* Start INPUT *
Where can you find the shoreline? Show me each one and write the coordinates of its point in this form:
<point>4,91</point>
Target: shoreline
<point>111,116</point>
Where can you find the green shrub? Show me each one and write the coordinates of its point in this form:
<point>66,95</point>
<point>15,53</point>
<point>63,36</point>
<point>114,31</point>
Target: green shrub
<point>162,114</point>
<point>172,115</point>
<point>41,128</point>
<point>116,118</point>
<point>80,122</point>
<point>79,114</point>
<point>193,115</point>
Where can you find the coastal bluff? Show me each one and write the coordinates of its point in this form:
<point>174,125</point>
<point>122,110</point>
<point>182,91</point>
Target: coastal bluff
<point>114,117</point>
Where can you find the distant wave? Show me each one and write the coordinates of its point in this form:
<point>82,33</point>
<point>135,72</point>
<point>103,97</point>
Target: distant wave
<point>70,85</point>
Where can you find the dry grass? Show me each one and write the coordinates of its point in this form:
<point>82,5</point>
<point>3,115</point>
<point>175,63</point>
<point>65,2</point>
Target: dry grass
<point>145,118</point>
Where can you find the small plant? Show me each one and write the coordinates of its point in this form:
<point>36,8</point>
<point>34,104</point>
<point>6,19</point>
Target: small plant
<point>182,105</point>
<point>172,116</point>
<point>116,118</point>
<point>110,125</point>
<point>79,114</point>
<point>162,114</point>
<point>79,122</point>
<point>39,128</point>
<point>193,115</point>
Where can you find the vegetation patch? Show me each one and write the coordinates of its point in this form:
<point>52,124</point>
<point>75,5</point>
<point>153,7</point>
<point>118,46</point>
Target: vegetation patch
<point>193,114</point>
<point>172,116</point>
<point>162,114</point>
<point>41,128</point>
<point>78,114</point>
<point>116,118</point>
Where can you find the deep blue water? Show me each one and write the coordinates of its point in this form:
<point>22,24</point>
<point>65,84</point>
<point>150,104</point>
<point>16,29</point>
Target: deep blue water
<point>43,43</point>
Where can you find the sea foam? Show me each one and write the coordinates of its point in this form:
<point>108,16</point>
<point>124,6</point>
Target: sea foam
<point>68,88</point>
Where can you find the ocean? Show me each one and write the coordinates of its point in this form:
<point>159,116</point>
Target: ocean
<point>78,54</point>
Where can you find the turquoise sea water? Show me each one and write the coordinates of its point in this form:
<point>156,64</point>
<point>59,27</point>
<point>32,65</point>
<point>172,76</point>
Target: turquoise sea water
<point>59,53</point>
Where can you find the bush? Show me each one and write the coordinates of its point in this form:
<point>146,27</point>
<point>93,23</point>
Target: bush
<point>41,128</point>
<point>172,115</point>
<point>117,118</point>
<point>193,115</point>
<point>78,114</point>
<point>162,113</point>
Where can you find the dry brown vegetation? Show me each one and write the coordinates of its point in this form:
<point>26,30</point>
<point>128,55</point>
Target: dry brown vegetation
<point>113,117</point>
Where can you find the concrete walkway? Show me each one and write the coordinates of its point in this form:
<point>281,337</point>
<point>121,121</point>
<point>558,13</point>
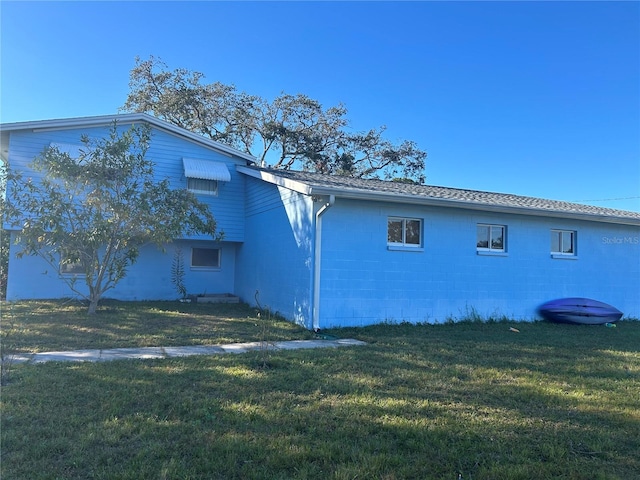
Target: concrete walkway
<point>173,352</point>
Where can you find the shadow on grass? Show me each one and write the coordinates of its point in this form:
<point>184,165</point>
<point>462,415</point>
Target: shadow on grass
<point>419,402</point>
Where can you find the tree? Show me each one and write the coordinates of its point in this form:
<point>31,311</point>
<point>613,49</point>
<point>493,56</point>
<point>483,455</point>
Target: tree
<point>292,130</point>
<point>92,214</point>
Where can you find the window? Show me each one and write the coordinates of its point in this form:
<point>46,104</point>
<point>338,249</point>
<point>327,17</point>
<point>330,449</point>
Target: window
<point>203,176</point>
<point>563,242</point>
<point>491,238</point>
<point>200,185</point>
<point>405,232</point>
<point>205,258</point>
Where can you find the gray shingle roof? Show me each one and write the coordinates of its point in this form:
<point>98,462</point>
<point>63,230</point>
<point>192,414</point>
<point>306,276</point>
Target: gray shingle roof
<point>321,184</point>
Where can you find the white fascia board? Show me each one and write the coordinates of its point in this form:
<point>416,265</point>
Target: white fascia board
<point>448,203</point>
<point>102,120</point>
<point>294,185</point>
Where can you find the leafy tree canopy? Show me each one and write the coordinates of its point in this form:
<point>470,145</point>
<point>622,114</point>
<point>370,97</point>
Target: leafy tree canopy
<point>291,130</point>
<point>96,211</point>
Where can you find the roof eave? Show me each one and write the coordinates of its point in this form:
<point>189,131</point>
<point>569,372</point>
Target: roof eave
<point>102,120</point>
<point>448,203</point>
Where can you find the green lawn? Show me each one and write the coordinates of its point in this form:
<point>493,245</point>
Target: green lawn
<point>418,402</point>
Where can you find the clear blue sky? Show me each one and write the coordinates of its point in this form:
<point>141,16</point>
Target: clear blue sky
<point>532,98</point>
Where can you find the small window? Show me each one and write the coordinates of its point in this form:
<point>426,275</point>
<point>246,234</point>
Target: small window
<point>491,238</point>
<point>404,232</point>
<point>563,242</point>
<point>205,258</point>
<point>200,185</point>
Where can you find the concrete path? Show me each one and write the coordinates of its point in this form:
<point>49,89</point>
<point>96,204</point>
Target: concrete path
<point>173,352</point>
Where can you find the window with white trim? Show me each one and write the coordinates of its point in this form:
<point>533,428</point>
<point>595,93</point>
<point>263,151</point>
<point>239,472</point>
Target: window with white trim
<point>202,186</point>
<point>205,258</point>
<point>563,242</point>
<point>69,267</point>
<point>491,238</point>
<point>404,232</point>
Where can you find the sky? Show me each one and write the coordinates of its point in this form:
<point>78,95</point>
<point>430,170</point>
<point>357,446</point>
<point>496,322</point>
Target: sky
<point>532,98</point>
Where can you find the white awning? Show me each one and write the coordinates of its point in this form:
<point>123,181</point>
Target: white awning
<point>206,170</point>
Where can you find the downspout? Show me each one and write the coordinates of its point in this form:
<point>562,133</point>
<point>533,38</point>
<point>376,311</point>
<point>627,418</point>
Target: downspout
<point>317,250</point>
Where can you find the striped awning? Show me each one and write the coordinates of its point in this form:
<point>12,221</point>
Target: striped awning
<point>206,170</point>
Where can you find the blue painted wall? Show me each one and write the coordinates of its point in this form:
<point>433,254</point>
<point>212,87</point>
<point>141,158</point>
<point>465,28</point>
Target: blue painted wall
<point>150,277</point>
<point>275,258</point>
<point>363,282</point>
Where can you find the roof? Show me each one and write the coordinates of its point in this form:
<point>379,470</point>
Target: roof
<point>126,118</point>
<point>399,192</point>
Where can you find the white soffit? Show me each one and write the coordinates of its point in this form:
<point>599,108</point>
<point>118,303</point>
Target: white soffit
<point>206,170</point>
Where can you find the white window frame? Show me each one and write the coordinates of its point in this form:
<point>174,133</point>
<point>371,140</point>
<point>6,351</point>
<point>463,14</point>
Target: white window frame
<point>205,267</point>
<point>563,233</point>
<point>199,182</point>
<point>404,243</point>
<point>490,247</point>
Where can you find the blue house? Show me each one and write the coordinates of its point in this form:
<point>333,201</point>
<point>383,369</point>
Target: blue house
<point>328,251</point>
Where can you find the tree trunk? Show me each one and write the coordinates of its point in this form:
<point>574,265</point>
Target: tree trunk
<point>93,304</point>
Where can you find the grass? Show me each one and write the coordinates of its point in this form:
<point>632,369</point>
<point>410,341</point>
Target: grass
<point>59,326</point>
<point>423,402</point>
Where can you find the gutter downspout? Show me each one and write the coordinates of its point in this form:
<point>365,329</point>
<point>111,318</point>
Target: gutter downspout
<point>317,250</point>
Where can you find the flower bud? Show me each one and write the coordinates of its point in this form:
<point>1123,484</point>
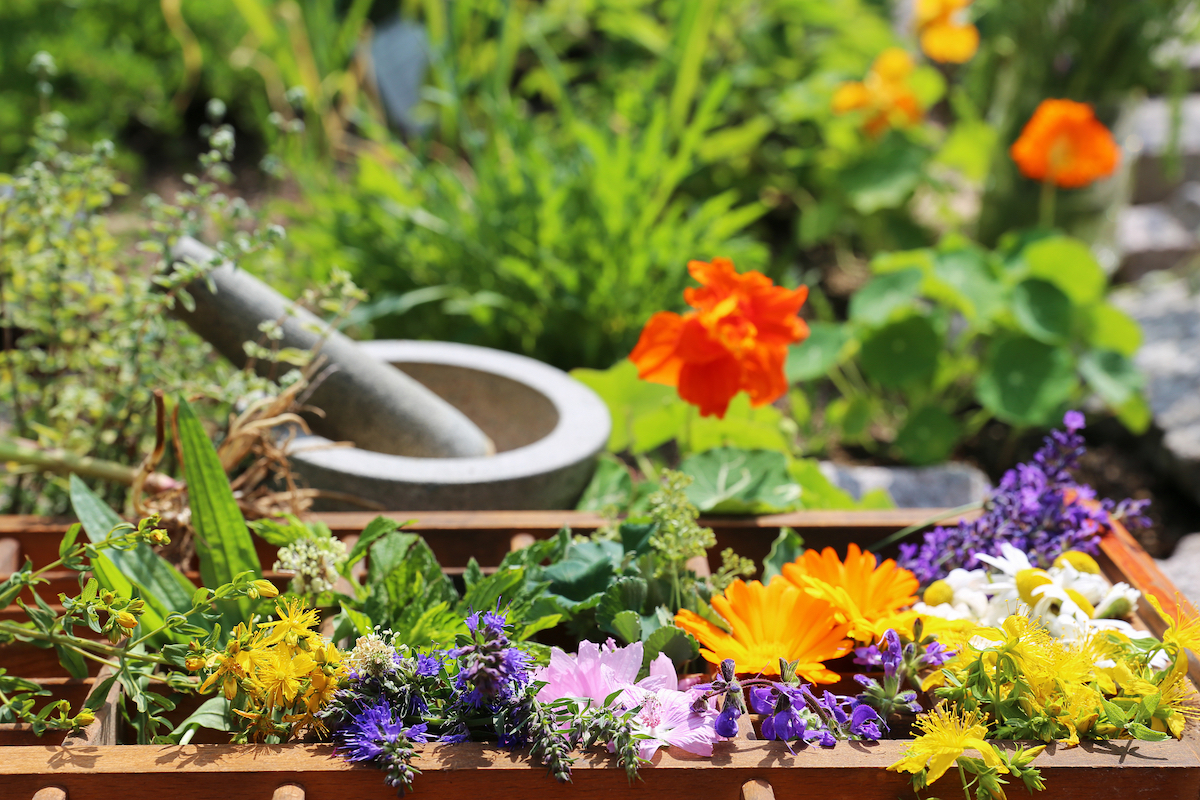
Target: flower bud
* End INPUT *
Transcribe all of the data above line for line without any changes, and omit the pictures from your answer.

■ RESPONSE FOR THIS EXERCISE ■
Where can you find the shoreline? Show me each one and write the coordinates of its point in this form:
<point>4,91</point>
Target: shoreline
<point>111,116</point>
Where can you find the green shrub? Show me each one and write the coordinates of its point in this form:
<point>66,95</point>
<point>15,53</point>
<point>63,36</point>
<point>114,31</point>
Target: green shrub
<point>162,114</point>
<point>172,115</point>
<point>41,128</point>
<point>116,118</point>
<point>80,122</point>
<point>79,114</point>
<point>193,115</point>
Where can you find the coastal bluff? Show me each one and write the coordinates of its point in this form:
<point>174,125</point>
<point>122,110</point>
<point>182,91</point>
Target: coastal bluff
<point>114,117</point>
Where can you find the distant wave? Show me each one and write the coordinates of its point in this form:
<point>82,33</point>
<point>135,72</point>
<point>103,97</point>
Target: distant wave
<point>70,85</point>
Where can you find the dry grass? Show me each one and write the coordinates of its point in this form:
<point>82,5</point>
<point>3,115</point>
<point>175,63</point>
<point>65,2</point>
Target: dry grass
<point>145,118</point>
Where can you find the small plant? Show me each one and write the coordinates of its point in this form:
<point>36,8</point>
<point>34,104</point>
<point>6,19</point>
Target: small plant
<point>182,105</point>
<point>172,116</point>
<point>116,118</point>
<point>110,125</point>
<point>79,114</point>
<point>162,114</point>
<point>79,122</point>
<point>39,128</point>
<point>193,115</point>
Where can you find the vegetation patch? Show me each one and write the coordinates of its point in this form:
<point>52,124</point>
<point>75,5</point>
<point>153,7</point>
<point>118,46</point>
Target: vegetation patch
<point>193,114</point>
<point>172,116</point>
<point>162,114</point>
<point>41,128</point>
<point>78,114</point>
<point>116,118</point>
Where can you find the deep blue water? Show me each one and write the coordinates of its point in this form:
<point>22,24</point>
<point>65,84</point>
<point>150,104</point>
<point>16,29</point>
Target: deep blue water
<point>43,43</point>
Where can you find the sea foam? Show me each one and write the coordinates of its point in this form:
<point>108,16</point>
<point>124,6</point>
Target: sea foam
<point>68,88</point>
Where can you find the ocean? Show me each one and write the coordinates of its point in this form:
<point>159,116</point>
Target: ocean
<point>78,54</point>
Where can you find the turquoise sea water? Show me each one and write the coordinates of its point in this form:
<point>156,64</point>
<point>59,27</point>
<point>32,65</point>
<point>172,76</point>
Target: turquoise sea water
<point>59,53</point>
Where can you find the bush? Show me each one and write the coordinates of its point in this form:
<point>146,27</point>
<point>93,23</point>
Target: bush
<point>41,128</point>
<point>172,115</point>
<point>117,118</point>
<point>193,115</point>
<point>78,114</point>
<point>162,113</point>
Where can you find the dry brown vegetation? Show me each one and write the coordinates of its point in this form:
<point>26,30</point>
<point>128,55</point>
Target: dry brown vegetation
<point>113,117</point>
Where can you find the concrete walkway? Show me each one and write the coordinates of its point in this form:
<point>281,337</point>
<point>121,121</point>
<point>558,13</point>
Target: concrete walkway
<point>173,352</point>
Where can you find the shadow on grass? Show me each one and write the coordinates of its point in this form:
<point>184,165</point>
<point>462,415</point>
Target: shadow on grass
<point>419,402</point>
Where can you find the tree? Show me each one and write the coordinates of its point in this form:
<point>31,311</point>
<point>613,49</point>
<point>493,56</point>
<point>483,455</point>
Target: tree
<point>292,130</point>
<point>92,214</point>
Where can you find the window? Show me each one and write the coordinates of its point in this form:
<point>46,104</point>
<point>338,249</point>
<point>327,17</point>
<point>330,449</point>
Target: window
<point>203,176</point>
<point>563,242</point>
<point>491,238</point>
<point>200,185</point>
<point>405,232</point>
<point>205,258</point>
Where can you find the gray shingle roof? Show me each one and write the coordinates of its point in this form:
<point>98,462</point>
<point>63,230</point>
<point>192,414</point>
<point>306,276</point>
Target: gray shingle roof
<point>321,184</point>
Where can you find the white fascia board? Show me each one and write the coordinates of its point in this form:
<point>416,265</point>
Target: white fascia board
<point>448,203</point>
<point>102,120</point>
<point>294,185</point>
Where can you find the leafy tree canopy? Show me each one and write the coordinates of its point in this form:
<point>470,145</point>
<point>622,114</point>
<point>370,97</point>
Target: leafy tree canopy
<point>291,130</point>
<point>96,211</point>
Where can you find the roof eave? Show me each one and write the coordinates of its point in this form:
<point>189,131</point>
<point>569,372</point>
Target: roof eave
<point>102,120</point>
<point>448,203</point>
Where can you find the green lawn? Show me each one and write the coordinates of its point in this form:
<point>493,245</point>
Target: green lawn
<point>418,402</point>
Where can you find the clear blue sky? Show me each one and write the coordinates of its point in this form:
<point>141,16</point>
Target: clear blue sky
<point>532,98</point>
Where can you find the small window? Show me each one and write the coordinates of its point in this form:
<point>426,275</point>
<point>246,234</point>
Target: small window
<point>491,238</point>
<point>404,232</point>
<point>563,242</point>
<point>205,258</point>
<point>200,185</point>
Where can you find the concrete path? Show me each one and write the coordinates of its point in this form:
<point>49,89</point>
<point>96,204</point>
Target: concrete path
<point>173,352</point>
Where can you find the window with white trim? Show me each one and write the coordinates of its point in this form:
<point>533,428</point>
<point>595,93</point>
<point>263,151</point>
<point>239,472</point>
Target: window with white trim
<point>202,186</point>
<point>205,258</point>
<point>563,242</point>
<point>69,267</point>
<point>491,238</point>
<point>404,232</point>
Where can you find the sky? Show me each one and write the coordinates of its point in this form:
<point>78,95</point>
<point>430,170</point>
<point>357,446</point>
<point>496,322</point>
Target: sky
<point>532,98</point>
Where can you find the white awning? Show me each one and write the coordinates of its point in this form:
<point>123,181</point>
Target: white awning
<point>206,170</point>
Where can you find the downspout? Show me each one and write the coordinates of its point in this form:
<point>562,133</point>
<point>533,38</point>
<point>376,311</point>
<point>627,418</point>
Target: downspout
<point>317,250</point>
Where can you find the striped awning? Show me each one and write the coordinates of its point in this form:
<point>12,221</point>
Target: striped awning
<point>206,170</point>
Where can you find the blue painted wall? Show me each one and write the coordinates of its point in this form:
<point>433,254</point>
<point>212,87</point>
<point>141,158</point>
<point>465,28</point>
Target: blue painted wall
<point>150,277</point>
<point>275,258</point>
<point>363,282</point>
Where can you find the roof? Show me each one and write the coordinates of its point in this form:
<point>379,470</point>
Target: roof
<point>126,118</point>
<point>399,192</point>
Where can you find the white soffit? Show me each one and write the coordinates of its point in this form:
<point>599,108</point>
<point>118,303</point>
Target: white soffit
<point>206,170</point>
Where can you find the white window frame? Show me each one and write the coordinates of its point in this form:
<point>174,133</point>
<point>371,140</point>
<point>6,351</point>
<point>463,14</point>
Target: white window frame
<point>205,267</point>
<point>563,233</point>
<point>199,182</point>
<point>404,243</point>
<point>490,247</point>
Where can you find the blue house? Show me each one and write the coordinates of its point in this form:
<point>333,201</point>
<point>383,369</point>
Target: blue house
<point>328,251</point>
Where can you find the tree trunk? Show me each one and write the coordinates of its point in this form:
<point>574,265</point>
Target: tree trunk
<point>93,304</point>
Where can you find the grass? Show me each one and write the coordinates of its point in this form:
<point>632,369</point>
<point>410,341</point>
Target: grass
<point>59,326</point>
<point>423,402</point>
Where can you find the gutter downspout? Show me each one and write the coordinates of its point in this form:
<point>365,329</point>
<point>111,318</point>
Target: gutter downspout
<point>317,250</point>
Where can you find the flower bud? Show me each one and write the coordinates of its point in this form:
<point>1123,484</point>
Target: flower bud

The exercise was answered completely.